In the data below, how many lines include the word "facade"? Give only the number.

Collected data entries:
========

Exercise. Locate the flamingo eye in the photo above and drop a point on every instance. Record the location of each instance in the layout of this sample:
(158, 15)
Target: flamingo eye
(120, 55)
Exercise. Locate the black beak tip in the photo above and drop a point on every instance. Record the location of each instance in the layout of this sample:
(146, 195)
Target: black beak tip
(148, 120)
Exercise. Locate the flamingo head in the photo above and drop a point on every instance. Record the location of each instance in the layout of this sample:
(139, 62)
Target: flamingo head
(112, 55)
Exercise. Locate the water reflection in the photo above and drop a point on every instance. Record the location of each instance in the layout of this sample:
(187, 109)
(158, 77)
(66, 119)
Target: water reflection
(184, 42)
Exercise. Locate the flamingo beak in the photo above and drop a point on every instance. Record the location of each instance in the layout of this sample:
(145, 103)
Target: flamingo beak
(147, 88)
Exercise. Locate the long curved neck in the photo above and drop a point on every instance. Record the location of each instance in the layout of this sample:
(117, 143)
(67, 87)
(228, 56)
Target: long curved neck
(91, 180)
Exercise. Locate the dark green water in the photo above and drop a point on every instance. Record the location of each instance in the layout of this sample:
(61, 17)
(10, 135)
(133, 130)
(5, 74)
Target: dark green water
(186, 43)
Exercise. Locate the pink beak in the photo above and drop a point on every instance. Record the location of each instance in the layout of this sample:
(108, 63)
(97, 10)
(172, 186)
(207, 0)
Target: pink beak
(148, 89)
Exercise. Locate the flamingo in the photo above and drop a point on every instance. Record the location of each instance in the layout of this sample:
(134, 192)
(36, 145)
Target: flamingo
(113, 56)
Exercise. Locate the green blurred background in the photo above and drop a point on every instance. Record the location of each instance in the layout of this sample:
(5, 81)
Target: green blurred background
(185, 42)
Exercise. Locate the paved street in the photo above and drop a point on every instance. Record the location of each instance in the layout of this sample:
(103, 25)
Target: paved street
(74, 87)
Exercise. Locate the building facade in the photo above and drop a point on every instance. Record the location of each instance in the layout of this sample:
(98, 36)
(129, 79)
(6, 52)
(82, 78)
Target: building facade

========

## THE COMPLETED TASK
2